Finally, we clarified the effect of lipotoxic HC exosomes on recipient cells (activated HSCs). To identify the major recipient cells of Exo-PA (exosomes derived from LO2 cells treated with PA), red immunofluorescence (IF) of the PKH26-labeled exosomes was examined in primary hepatic cells, including PHCs, quiescent primary HSCs (PHSCs) (1-day culture), activated PHSCs (7-day culture), and primary Kupffer cells (PKCs). After 6 h of incubation, the relative amount of PKH26-labeled Exo-PA was highest in activated PHSCs, followed by quiescent PHSCs, PKCs, and PHCs (red IF value for PKH26/4′6-diamidino-2-phenylindole (DAPI); PHSC-1d versus PHC: a 2.95 ± 0.25 increase, PHSC-7d versus PHC: a 6.81 ± 0.14 increase; Figure 1E). This indicates that lipotoxic HC exosomes were efficiently and rapidly taken up by activated PHSCs in a time-dependent manner. Given that miR-27a was primarily expressed in lipotoxic HC exosomes, these structures might play a critical role in transferring miR-27a from HCs to activated HSCs. Next, we examined whether Exo-PA could directly affect miR-27a expression in activated HSCs. miR27a expression was very low in control LX2 cells (CN group) and activated LX2 cells (treated with TGF-β1) incubated with exosomes from untreated LO2 cells (Exo-CN group, Figure 1F). Interestingly, Exo-PA dose dependently increased miR-27a levels in activated LX2 cells (Exo-PA 25–200-μg groups, p < 0.05; Figure 1F). However, Exo-PA derived from miR-27a-inhibited LO2 cells (LO2 in-miR group) could not elevate miR-27a levels in activated LX2 cells (Figure 1G). This suggests that lipotoxic HC exosomes were the source of miR-27a and that these structures transmitted exosomal miR-27a to recipient-activated HSCs.

○ ○ ○ ○ ○

**YOUR GOAL**. Translate this sentence from the exosome passage into Spanish: "Next, we examined whether Exo-PA could directly affect miR-27a expression in activated HSCs." Rely only on the exosome passage, with no outside facts.

**DATA EXTRACT**.
○ ○ ○ ○ ○

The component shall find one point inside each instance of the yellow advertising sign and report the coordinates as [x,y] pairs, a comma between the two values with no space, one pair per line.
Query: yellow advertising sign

○ ○ ○ ○ ○

**COMPLETED EXERCISE**. A continuación, examinamos si los Exo-PA podían afectar directamente la expresión de miR-27a en las HSC activadas.